------ Provided text ------

Keraniganj () is an upazila of Dhaka District in the division of Dhaka, Bangladesh.

History 

It is believed that during the reign of Nawab Shaista Khan the paik-peyada and clerical staff (kerani) of the Nawab used to live on the other side of the river Buriganga. Keraniganj is named after this. Historically, it is believed that, after the regime change in 1757, Nawab Siraj ud-Daulah's wife and one of his aunts were in prison at Zinzira in Keraniganj. Strategically, Keraniganj played a vital role during the liberation war of Bangladesh (1971), specially in the guerilla warfare. Many of the guerilla operations in Dhaka city were planned and conducted from Keraniganj and, for this reason, it had to pay for this. The Pakistani army set fire to many houses in Konakhola, Basta, Brahmankirtha, Ghatarchar, Monohorea, Joynagar, Ramerkanda, Rohitpur, Poraati, Goalkhali and Khagail Kholamora villages. The Pakistani Army fired on many people at Zinzira on 2 April 1971. The freedom Fighters later conducted extensive guerilla attack on the Pakistani army and freed Keraniganj Upazila forever.

------ Record set ------

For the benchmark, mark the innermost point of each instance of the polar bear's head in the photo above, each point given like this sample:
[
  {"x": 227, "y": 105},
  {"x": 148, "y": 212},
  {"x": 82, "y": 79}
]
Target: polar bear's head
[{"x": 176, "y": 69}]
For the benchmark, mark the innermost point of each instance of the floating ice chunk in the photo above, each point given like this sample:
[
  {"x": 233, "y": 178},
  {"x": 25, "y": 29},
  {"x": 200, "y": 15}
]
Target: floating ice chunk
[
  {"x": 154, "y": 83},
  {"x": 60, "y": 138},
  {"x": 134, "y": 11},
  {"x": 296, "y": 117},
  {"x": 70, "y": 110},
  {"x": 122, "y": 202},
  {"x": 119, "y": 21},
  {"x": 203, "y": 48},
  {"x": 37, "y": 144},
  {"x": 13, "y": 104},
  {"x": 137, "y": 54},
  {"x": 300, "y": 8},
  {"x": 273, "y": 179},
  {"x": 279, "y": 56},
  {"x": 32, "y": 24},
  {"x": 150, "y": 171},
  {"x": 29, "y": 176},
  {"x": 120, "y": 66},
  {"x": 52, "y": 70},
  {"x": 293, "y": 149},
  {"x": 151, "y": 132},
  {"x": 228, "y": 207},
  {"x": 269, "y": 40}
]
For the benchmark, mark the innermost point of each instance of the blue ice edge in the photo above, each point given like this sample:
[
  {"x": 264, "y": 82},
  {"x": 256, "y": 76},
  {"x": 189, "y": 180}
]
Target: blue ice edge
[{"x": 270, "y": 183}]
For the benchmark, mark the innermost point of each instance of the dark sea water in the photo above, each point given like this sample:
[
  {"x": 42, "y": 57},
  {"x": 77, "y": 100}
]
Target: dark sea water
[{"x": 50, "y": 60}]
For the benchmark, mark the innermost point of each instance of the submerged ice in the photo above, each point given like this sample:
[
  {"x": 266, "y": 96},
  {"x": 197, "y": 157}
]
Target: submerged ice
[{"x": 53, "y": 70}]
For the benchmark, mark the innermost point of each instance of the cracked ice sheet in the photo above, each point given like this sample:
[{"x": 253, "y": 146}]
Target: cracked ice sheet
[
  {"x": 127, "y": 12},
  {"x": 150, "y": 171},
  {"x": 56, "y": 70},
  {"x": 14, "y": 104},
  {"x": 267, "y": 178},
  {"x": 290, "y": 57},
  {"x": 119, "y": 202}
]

------

● Required work
(A) Using the text on Keraniganj, answer these:
(i) On the other side of which river did the Nawab's clerical staff live?
(ii) At which place in Keraniganj were Nawab Siraj ud-Daulah's wife and one of his aunts imprisoned?
(iii) On what date did the Pakistani Army fire on many people at Zinzira?
(B) How many lines of the listing contain the string "head"? Reply with the number only.

● Exercise results
(A)
(i) The Buriganga
(ii) Zinzira
(iii) 2 April 1971

(B) 2